Выпишите без изменений фрагмент статьи о концерте в Большом зале консерватории от слов «Авторский блог Вячеслав Кочнов» до слов «Мун Чже Ином.».

- Текст для работы

========

Авторский блог Вячеслав Кочнов 14:22 27 октября 2017

ВОСТОЧНАЯ УТОНЧЕННОСТЬ, ЕВРОПЕЙСКИЙ ЛОСК И РУССКИЙ РАЗМАХ

«Шедевры мировой оперной классики» в БЗК 19 сентября 2017

В первых числах сентября этого года во Владивостоке на полях Восточного экономического форума проходила встреча президента России Владимира Путина с главами дальневосточных держав, и особенно теплым, как сообщают СМИ, было его общение с новым президентом Республики Корея Мун Чже Ином.

А 19 сентября в Большом зале Московской государственной консерватории им. П. И. Чайковского состоялся концерт мастеров вокального искусства и солистов крупнейших оперных сцен Республики Корея и России, который, по мнению многих присутствовавших, уже стал заметным культурно-политическим событием. Концерт был посвящен 30-летию установления дипломатических отношений между Республикой Корея и Россией. Организаторами этого события выступили Посольство Республики Корея в Российской Федерации и Культурный центр Республики Корея в РФ.

В исполнении Государственной академической симфонической капеллы России (художественный руководитель – Валерий Полянский) под управлением народного артиста России, лауреата премии Москвы, профессора Максима Федотова прозвучали арии и увертюры из знаменитых европейских, русских и корейских опер.

…Я уже не первый раз приезжаю в Москву специально, чтобы послушать дирижерский концерт маэстро Максима Федотова. Благо теперь – легендарный еще со времен Радищева – путь «из Петербурга в Москву» занимает всего лишь четыре часа комфортабельной езды на «Сапсане», на котором ты попадаешь прямо из сердца Северной столицы почти что в самый центр Первопрестольной…

Маэстро Федотов из числа тех музыкантов, у кого звание «народный артист» звучит естественно и понятно: его любят многие и многие – и музыканты, и простые меломаны. У него есть собственная обширная аудитория – ходят специально на него, каким бы оркестром он ни дирижировал. Удивительно, но за несколько репетиций маэстро Федотов умеет организовать звучание любого оркестра – хорошо ему знакомого или нет – совершенно по особенному, по-человечески тепло, понятно и при этом максимально рельефно и выразительно. На сей раз под его волшебными руками был один из ведущих российских симфонических коллективов – Государственная академическая симфоническая капелла России.

Темное это дело – дирижирование, сказал однажды Римский-Корсаков. Что нужно дирижеру, помимо профессиональных навыков, чтобы оркестр звучал, заставляя слушателей радоваться и плакать, сопереживать душой каждому аффекту исполняемого произведения? Слушая совершенно разные оркестры под управлением маэстро Федотова, я бы ответил на этот вопрос просто и безыскусно: нужна личная харизма, что в переводе с древнегреческого означает «благодать», «дар Божий». Кроме этого, в дирижерской жестикуляции Максима Федотова проглядывает некая доброжелательность, отсутствие насилия: он не заставляет оркестрантов следовать своей воле, а как бы делится с ними своим пониманием. А ведь в истории дирижерского мастерства есть и совершенно иные примеры: так, согласно многим воспоминаниям, прославленный композитор-симфонист Густав Малер в качестве дирижера был крайне жесток и склонен к унижению и оскорблениям по адресу не угодивших чем-либо ему оркестрантов.

========

- Исходные данные
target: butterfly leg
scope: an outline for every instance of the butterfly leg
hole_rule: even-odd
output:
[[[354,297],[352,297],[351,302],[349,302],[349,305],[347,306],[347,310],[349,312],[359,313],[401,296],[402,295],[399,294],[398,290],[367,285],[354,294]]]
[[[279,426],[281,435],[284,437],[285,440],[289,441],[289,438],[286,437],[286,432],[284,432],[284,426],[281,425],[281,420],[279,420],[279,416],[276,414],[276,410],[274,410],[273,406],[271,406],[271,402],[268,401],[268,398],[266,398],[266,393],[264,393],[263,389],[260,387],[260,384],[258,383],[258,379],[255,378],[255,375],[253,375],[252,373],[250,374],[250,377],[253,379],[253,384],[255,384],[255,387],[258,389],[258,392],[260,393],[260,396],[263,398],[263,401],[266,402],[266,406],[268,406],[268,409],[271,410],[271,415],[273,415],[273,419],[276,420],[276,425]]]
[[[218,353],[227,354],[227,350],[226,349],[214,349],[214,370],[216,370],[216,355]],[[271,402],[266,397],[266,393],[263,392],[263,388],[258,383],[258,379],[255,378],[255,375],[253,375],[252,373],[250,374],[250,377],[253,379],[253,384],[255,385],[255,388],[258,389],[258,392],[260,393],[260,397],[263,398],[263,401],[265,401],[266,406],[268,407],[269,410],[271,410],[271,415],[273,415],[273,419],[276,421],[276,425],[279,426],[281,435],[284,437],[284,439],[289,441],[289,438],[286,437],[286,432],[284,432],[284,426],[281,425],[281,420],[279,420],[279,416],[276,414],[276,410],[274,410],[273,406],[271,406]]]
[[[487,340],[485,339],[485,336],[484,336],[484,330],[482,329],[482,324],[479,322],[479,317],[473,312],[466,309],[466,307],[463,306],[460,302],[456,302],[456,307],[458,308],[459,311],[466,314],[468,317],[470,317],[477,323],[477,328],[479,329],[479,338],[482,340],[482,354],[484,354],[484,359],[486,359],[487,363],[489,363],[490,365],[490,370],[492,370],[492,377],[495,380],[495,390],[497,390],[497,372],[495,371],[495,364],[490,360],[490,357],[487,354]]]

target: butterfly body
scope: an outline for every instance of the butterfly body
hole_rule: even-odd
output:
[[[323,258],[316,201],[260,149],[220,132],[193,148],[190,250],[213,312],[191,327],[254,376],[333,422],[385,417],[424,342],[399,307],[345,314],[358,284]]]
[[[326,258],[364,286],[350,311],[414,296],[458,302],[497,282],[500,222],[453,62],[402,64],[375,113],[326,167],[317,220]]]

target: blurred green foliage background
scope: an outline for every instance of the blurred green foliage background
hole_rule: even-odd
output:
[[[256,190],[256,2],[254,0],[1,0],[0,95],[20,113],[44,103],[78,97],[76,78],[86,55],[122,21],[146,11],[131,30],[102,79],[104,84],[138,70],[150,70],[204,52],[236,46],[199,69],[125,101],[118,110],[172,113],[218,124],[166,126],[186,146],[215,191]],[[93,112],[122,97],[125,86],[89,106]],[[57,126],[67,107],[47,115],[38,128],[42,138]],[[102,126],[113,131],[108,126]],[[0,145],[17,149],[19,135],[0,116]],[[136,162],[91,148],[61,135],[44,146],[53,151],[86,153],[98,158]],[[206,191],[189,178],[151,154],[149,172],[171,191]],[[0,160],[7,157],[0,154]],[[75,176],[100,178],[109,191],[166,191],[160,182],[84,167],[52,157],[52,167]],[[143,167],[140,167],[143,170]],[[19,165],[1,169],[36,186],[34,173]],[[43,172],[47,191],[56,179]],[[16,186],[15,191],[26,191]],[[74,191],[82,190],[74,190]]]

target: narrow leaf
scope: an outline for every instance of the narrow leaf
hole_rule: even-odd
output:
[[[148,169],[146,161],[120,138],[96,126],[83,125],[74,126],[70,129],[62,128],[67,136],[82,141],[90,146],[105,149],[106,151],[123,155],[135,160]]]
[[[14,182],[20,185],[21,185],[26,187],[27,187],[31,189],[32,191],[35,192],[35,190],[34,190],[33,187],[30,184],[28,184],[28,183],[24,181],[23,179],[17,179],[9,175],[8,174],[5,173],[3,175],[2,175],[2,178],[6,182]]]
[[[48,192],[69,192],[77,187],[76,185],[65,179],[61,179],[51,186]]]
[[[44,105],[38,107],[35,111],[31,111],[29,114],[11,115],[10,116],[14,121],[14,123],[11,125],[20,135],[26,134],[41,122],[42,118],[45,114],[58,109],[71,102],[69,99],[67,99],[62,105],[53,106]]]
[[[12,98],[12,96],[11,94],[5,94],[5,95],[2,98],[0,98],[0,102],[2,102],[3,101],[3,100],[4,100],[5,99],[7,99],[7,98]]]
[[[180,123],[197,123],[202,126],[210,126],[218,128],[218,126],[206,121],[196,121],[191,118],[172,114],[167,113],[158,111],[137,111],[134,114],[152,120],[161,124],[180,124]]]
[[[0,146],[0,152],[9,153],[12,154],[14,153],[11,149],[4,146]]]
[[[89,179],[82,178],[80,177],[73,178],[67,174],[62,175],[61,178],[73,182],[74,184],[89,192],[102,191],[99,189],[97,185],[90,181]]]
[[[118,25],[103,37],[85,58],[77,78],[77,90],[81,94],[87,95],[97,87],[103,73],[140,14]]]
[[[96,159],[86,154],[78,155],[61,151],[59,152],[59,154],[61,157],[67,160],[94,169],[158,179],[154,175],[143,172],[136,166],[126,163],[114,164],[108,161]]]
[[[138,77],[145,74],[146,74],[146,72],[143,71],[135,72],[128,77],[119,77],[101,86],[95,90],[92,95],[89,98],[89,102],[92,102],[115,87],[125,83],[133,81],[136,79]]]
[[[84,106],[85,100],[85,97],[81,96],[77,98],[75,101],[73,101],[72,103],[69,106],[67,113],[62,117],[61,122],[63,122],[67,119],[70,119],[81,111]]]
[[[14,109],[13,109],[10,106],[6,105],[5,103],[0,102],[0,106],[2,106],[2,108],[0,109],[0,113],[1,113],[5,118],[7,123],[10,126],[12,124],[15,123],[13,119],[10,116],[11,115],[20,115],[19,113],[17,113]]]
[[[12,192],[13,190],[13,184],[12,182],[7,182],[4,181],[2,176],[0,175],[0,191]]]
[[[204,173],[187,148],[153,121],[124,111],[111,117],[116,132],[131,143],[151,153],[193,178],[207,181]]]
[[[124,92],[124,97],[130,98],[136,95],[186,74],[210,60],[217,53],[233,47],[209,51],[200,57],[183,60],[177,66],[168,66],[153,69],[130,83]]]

========

- Образец решения
Авторский блог Вячеслав Кочнов 14:22 27 октября 2017

ВОСТОЧНАЯ УТОНЧЕННОСТЬ, ЕВРОПЕЙСКИЙ ЛОСК И РУССКИЙ РАЗМАХ

«Шедевры мировой оперной классики» в БЗК 19 сентября 2017

В первых числах сентября этого года во Владивостоке на полях Восточного экономического форума проходила встреча президента России Владимира Путина с главами дальневосточных держав, и особенно теплым, как сообщают СМИ, было его общение с новым президентом Республики Корея Мун Чже Ином.